## [What you need to do]
• A. In the interview on seabed mining in the Cook Islands below, which organization does the Cook Islands government rely on for forecasting?
• B. Decide whether each statement agrees with the interview on seabed mining in the Cook Islands below, and quote the words of the interview that settle each one.
(i) Seabed minerals extraction is currently taking place in the Cook Islands.
(ii) Interest in seabed mining picked up again about seven or eight years ago.
(iii) Cobalt is used in jet engines.
• C. Continue the interview on seabed mining in the Cook Islands below from its last sentence.

**** Text passage ****

Mahlet Mesfin: I’d like to take you through a thought experiment — imagining two different scenarios over the next five years. In one, seabed mining moves forward in the Cook Islands. In another, it doesn’t. What would be the key driving forces that determine which scenario comes to pass?
Dr. John Parianos: That’s an easy one in a way, because we’re already in the second scenario — there’s no seabed minerals extraction happening in the Cook Islands today, and there hasn’t been much interest in cycles before. In the 1970s there was a lot of interest, then it faded. It came back in the late 80s and 90s for a while, then only really picked up again about seven or eight years ago.
Cook Islanders often ask: what’s going to happen now? What’s different this time? And the honest answer is that the market fundamentals have changed fundamentally. Global demand for the metals concerned has gone through the roof. We’ve had to more than triple what we needed before — and that’s even accounting for recycling and substitution. Cobalt, for example, is used in a wide range of industries: battery cathodes, special steels, jet engines, medicine, and more. The International Energy Agency, which is the organization the Cook Islands government relies on for forecasting, shows that demand is going to keep growing.

**** Information ****

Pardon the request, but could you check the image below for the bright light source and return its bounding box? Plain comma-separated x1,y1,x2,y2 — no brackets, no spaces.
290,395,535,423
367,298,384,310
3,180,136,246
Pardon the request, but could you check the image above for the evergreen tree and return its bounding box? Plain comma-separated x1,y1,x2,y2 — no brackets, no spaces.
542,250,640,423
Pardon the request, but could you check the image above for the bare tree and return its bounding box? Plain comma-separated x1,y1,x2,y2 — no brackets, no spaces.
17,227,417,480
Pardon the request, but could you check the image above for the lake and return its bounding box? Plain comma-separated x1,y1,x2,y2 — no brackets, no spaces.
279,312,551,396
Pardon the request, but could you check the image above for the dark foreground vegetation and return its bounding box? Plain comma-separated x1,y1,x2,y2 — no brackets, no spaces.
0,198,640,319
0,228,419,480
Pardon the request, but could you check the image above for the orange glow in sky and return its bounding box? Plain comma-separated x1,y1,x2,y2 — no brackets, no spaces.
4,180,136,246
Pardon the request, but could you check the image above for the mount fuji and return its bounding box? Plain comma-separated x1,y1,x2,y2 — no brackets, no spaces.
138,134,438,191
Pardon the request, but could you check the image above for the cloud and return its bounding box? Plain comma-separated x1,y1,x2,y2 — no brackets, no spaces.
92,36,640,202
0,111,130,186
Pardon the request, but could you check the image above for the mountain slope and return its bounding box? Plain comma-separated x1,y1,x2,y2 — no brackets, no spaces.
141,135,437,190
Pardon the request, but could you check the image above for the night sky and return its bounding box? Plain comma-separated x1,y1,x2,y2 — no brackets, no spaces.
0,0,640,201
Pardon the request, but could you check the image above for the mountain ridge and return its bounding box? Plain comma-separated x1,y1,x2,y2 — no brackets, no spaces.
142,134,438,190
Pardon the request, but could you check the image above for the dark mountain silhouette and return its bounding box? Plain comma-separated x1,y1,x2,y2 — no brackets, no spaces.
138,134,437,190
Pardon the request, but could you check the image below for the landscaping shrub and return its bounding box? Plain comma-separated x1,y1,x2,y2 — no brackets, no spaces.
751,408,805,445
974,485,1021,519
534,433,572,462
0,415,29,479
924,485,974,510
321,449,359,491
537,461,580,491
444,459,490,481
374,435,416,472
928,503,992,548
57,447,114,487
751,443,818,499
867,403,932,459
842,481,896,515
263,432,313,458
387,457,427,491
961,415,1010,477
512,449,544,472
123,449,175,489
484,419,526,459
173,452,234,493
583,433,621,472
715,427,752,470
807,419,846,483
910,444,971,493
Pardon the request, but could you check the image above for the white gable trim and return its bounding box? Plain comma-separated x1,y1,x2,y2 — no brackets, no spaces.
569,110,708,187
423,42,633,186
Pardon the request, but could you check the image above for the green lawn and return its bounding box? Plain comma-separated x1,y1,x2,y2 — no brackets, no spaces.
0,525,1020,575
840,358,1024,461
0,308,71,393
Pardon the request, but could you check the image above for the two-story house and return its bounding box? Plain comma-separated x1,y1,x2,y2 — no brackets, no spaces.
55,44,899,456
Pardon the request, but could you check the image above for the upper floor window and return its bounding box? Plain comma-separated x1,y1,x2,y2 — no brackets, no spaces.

****

## [Answer section]
• A. The International Energy Agency.

• B.
(i) No: "there’s no seabed minerals extraction happening in the Cook Islands today"
(ii) Yes: "then only really picked up again about seven or eight years ago"
(iii) Yes: "Cobalt, for example, is used in a wide range of industries: battery cathodes, special steels, jet engines, medicine, and more."

• C.
What might stop it from going ahead? There are really two main things. First, it may not be economically viable, or alternative sources of the needed metals may emerge. Second, the environmental impacts may be deemed unacceptable. There are also growing questions about cultural heritage that we’ll need to listen carefully to.
On the environmental side, our Strategic Environmental Assessment provides some encouragement, but there’s still a lot more to learn. On the economic side, the value in the nodules is high — they’re quite valuable per tonne — but turning that into something financially and technically sustainable is up to the license holders to demonstrate. They’re investing, which suggests they feel they have a reasonable chance of making it work.
Mahlet Mesfin: Last question — this is a very complicated topic and we’ve covered a lot of ground. I just want to give you an opportunity to reflect on one thing you want the audience to understand about seabed mining and the debates today.
Dr. John Parianos: It’s very easy to hear polarized views from people in this sector — both those who are for and those who are against. In government, we feel we’re somewhere in the middle. My background is industry, so I do appreciate where the companies are coming from. But my shareholders, as you might call them, are the people of the Cook Islands. My loyalty is to them. I want to make sure they’re as well-informed as possible for when that judgment call comes.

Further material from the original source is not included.